◆ **WHAT IS EXPECTED**
Every record below is to be restated word for word, and no picture is to be copied.
[RAW DATA]
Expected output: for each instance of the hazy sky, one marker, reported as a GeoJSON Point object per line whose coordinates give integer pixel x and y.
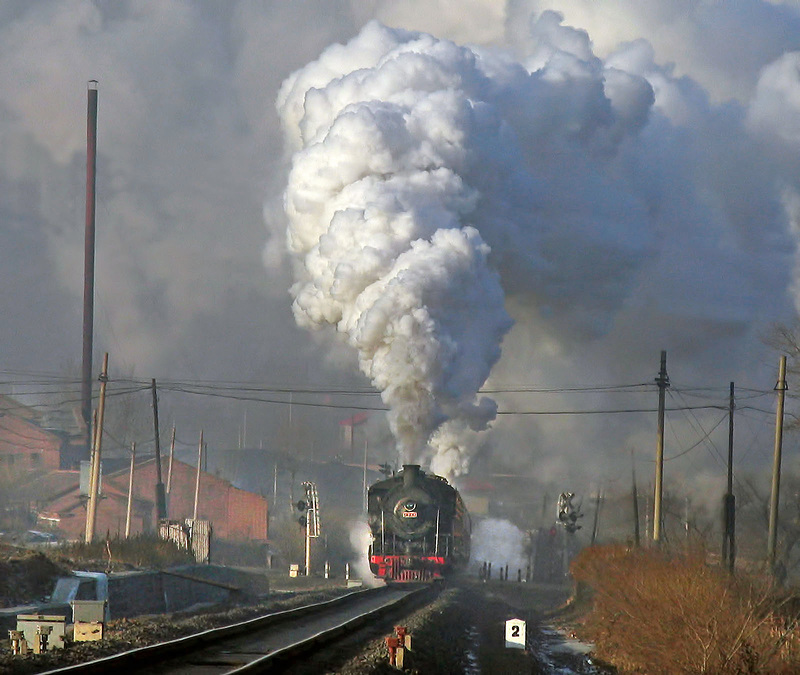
{"type": "Point", "coordinates": [652, 202]}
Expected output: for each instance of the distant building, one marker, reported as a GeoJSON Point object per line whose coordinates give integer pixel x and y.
{"type": "Point", "coordinates": [24, 443]}
{"type": "Point", "coordinates": [235, 515]}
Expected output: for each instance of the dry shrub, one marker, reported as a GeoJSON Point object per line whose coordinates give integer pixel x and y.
{"type": "Point", "coordinates": [656, 612]}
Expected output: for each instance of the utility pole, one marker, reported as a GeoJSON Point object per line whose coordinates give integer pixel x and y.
{"type": "Point", "coordinates": [364, 488]}
{"type": "Point", "coordinates": [171, 459]}
{"type": "Point", "coordinates": [780, 387]}
{"type": "Point", "coordinates": [663, 382]}
{"type": "Point", "coordinates": [94, 484]}
{"type": "Point", "coordinates": [598, 500]}
{"type": "Point", "coordinates": [729, 501]}
{"type": "Point", "coordinates": [88, 265]}
{"type": "Point", "coordinates": [130, 492]}
{"type": "Point", "coordinates": [635, 495]}
{"type": "Point", "coordinates": [197, 477]}
{"type": "Point", "coordinates": [161, 500]}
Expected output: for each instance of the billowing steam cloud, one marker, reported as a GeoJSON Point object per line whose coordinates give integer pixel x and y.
{"type": "Point", "coordinates": [417, 182]}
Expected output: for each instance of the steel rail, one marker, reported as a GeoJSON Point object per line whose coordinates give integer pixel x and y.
{"type": "Point", "coordinates": [139, 657]}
[/RAW DATA]
◆ **RESPONSE TO THIS EXERCISE**
Expected output: for each instance of the hazy sky, one marker, reported as a GeoJSON Point object per line whose coordinates give integer pixel x and y.
{"type": "Point", "coordinates": [652, 202]}
Expected output: for each instance of the distant building, one marker, reported as a GeoJSON Point object per line whose coordinates give integer pixel x and y.
{"type": "Point", "coordinates": [24, 443]}
{"type": "Point", "coordinates": [235, 515]}
Expected output: for each instance of the dry shrub, one marker, reported as a GeoJSON Point object per line whose coordinates give integer pixel x and y.
{"type": "Point", "coordinates": [656, 612]}
Expected output: for each instance of the utility pole, one marker, reported as a GeoJSON Point object per line whose coordinates give integer pixel x and y.
{"type": "Point", "coordinates": [364, 488]}
{"type": "Point", "coordinates": [171, 459]}
{"type": "Point", "coordinates": [780, 387]}
{"type": "Point", "coordinates": [663, 382]}
{"type": "Point", "coordinates": [94, 484]}
{"type": "Point", "coordinates": [598, 500]}
{"type": "Point", "coordinates": [729, 501]}
{"type": "Point", "coordinates": [88, 265]}
{"type": "Point", "coordinates": [130, 492]}
{"type": "Point", "coordinates": [635, 495]}
{"type": "Point", "coordinates": [197, 477]}
{"type": "Point", "coordinates": [161, 500]}
Expected output: for each instance of the billowing steam cloud, one marker, reported as a GeoJSON Point object per line whose coordinates give integer pixel x and y.
{"type": "Point", "coordinates": [417, 182]}
Expected output: for each instance of the steel rail, one marker, reported as a GeoJSON Point object per line whose coordinates give integer pixel x and y.
{"type": "Point", "coordinates": [139, 657]}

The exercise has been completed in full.